From cef60aaa5fa7e2b35f9c30ca370fb6443523a82f Mon Sep 17 00:00:00 2001
From: Jan Siwiec <jan.siwiec@vsb.cz>
Date: Tue, 17 Aug 2021 11:23:24 +0200
Subject: [PATCH] added hyperqueue doc, removed gnu

---
 docs.it4i/general/capacity-computing.md | 168 ++++--------------------
 1 file changed, 26 insertions(+), 142 deletions(-)

diff --git a/docs.it4i/general/capacity-computing.md b/docs.it4i/general/capacity-computing.md
index f5ae72e06..cc29f5b59 100644
--- a/docs.it4i/general/capacity-computing.md
+++ b/docs.it4i/general/capacity-computing.md
@@ -10,8 +10,7 @@ However, executing a huge number of jobs via the PBS queue may strain the system
     Follow one of the procedures below, in case you wish to schedule more than 100 jobs at a time.
 
 * Use [Job arrays][1] when running a huge number of [multithread][2] (bound to one node only) or multinode (multithread across several nodes) jobs.
-* Use [GNU parallel][3] when running single core jobs.
-* Combine [GNU parallel with Job arrays][4] when running huge number of single core jobs.

TASK REQUIREMENTS:
1) Please format the entries as a numbered list, from the line with "Tag the mountain" through the end of the entries, leaving out any blank lines.
2) Resume the capacity computing documentation patch where it stops.

ENTRIES PROVIDED:
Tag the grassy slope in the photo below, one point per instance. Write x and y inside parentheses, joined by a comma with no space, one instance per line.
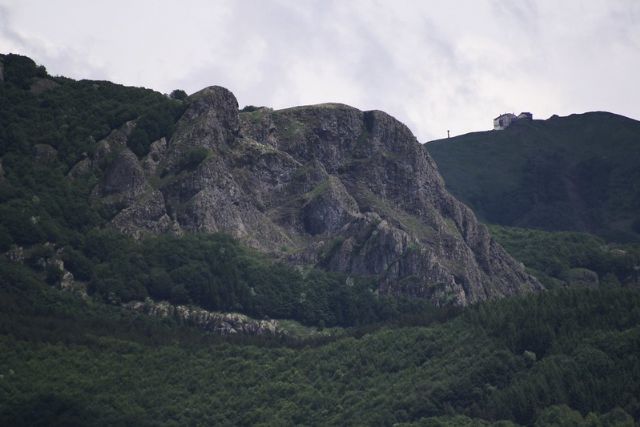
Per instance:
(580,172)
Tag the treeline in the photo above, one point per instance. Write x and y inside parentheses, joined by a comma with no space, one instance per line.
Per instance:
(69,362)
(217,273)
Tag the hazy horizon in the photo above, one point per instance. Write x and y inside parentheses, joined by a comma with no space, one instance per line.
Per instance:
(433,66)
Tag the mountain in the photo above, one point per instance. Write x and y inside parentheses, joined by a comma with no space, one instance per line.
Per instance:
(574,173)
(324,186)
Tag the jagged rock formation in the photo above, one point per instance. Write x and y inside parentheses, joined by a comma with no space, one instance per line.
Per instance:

RESPONSES FOR EACH TASK:
1)
1. Tag the mountain in the photo above, one point per instance. Write x and y inside parentheses, joined by a comma with no space, one instance per line.
2. Per instance:
3. (574,173)
4. (324,186)
5. Tag the jagged rock formation in the photo above, one point per instance. Write x and y inside parentheses, joined by a comma with no space, one instance per line.
6. Per instance:

2)
+* Use [HyperQueue][3] when running single core jobs.
 
 ## Policy
 
@@ -151,162 +150,47 @@ $ qstat -u $USER -tJ
 
 For more information on job arrays, see the [PBSPro Users guide][6].
 
-## GNU Parallel
+## HyperQueue
 
-!!! note
-    Use GNU parallel to run many single core tasks on one node.
-
-GNU parallel is a shell tool for executing jobs in parallel using one or more computers. A job can be a single command or a small script that has to be run for each of the lines in the input. GNU parallel is most useful when running single core jobs via the queue systems.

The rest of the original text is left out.